**AIM OF THE TASK:** Print exactly the lines below between the line holding "Thanks for the photo. Could you please mark the plaque" and the line holding "Thanks for the photo. Could you please mark the building", inclusive, and nothing more.

**SUPPLIED INFORMATION:**
=== Begin Enclosure ===
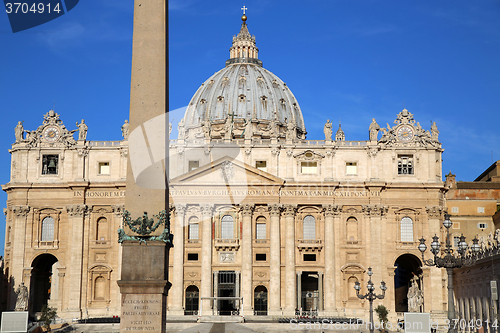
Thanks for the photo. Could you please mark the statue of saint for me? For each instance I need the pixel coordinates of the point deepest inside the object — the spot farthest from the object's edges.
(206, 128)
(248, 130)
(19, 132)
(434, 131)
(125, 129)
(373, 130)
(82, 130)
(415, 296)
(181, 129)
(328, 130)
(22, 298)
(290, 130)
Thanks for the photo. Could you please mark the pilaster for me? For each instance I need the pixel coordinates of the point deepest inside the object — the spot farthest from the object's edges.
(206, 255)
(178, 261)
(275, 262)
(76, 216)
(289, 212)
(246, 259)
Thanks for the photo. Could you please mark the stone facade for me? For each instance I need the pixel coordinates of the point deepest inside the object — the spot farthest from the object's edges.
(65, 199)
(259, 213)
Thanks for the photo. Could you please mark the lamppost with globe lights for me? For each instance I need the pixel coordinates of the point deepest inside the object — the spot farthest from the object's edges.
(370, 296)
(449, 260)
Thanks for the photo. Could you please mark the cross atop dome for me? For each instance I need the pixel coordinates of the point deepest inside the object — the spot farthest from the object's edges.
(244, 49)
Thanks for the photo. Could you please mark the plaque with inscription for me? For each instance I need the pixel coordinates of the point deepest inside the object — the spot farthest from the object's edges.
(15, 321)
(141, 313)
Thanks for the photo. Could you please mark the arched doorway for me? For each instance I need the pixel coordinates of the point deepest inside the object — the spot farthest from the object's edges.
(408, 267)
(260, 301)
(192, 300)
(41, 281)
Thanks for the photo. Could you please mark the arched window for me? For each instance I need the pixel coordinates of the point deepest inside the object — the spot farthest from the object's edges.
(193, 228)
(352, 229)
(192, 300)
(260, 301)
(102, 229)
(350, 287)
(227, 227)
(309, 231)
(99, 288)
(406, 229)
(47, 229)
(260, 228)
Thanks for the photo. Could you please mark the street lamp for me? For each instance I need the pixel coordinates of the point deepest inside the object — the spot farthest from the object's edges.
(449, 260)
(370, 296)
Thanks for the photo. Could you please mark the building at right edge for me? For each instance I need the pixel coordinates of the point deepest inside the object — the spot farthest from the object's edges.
=== End Enclosure ===
=== Begin Enclosure ===
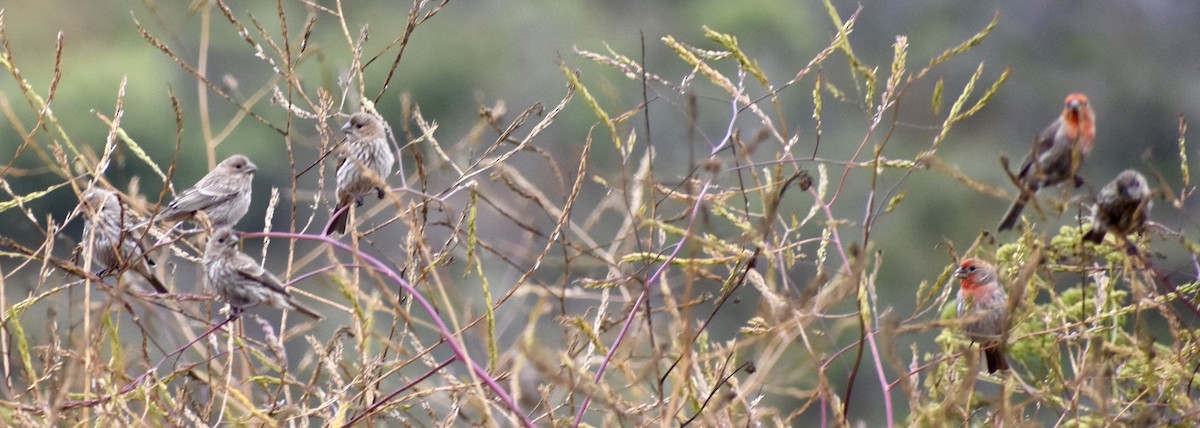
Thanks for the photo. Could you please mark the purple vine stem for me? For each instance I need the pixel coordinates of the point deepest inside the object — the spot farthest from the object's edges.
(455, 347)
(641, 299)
=== End Enclosure ===
**SOLUTION FOR THIS TASK:**
Thanks for the photo. Could you please mark the plaque with inscription for me? For each instance I need the pixel coordinates of the point deepest inside the object — the spot farthest from the object's edges.
(15, 321)
(141, 313)
Thanks for the photo. Could you please mark the arched doorway for me? For each instance I need the pixel coordinates of the point deepest inside the object — the spot farthest from the object's edges.
(408, 267)
(260, 301)
(192, 300)
(41, 281)
Thanks for the photo. Could you please mark the arched window for me? For each instance I need the pixel coordinates of the point deepest inside the object — the spot farthest from the object's edges.
(193, 228)
(352, 229)
(192, 300)
(260, 301)
(102, 229)
(350, 287)
(227, 227)
(309, 231)
(99, 288)
(406, 229)
(47, 229)
(260, 228)
Thanks for the photo. Could you please mark the street lamp for me? For each instance I need the pixel coordinates of the point deepest inside the object — the spot farthest from the object's edges.
(449, 260)
(370, 296)
Thanks for the photo. Could you please mark the building at right edge for me? For each instance I need the pixel coordinates of the point deepest inside the object — the spot farthest from the object's edges.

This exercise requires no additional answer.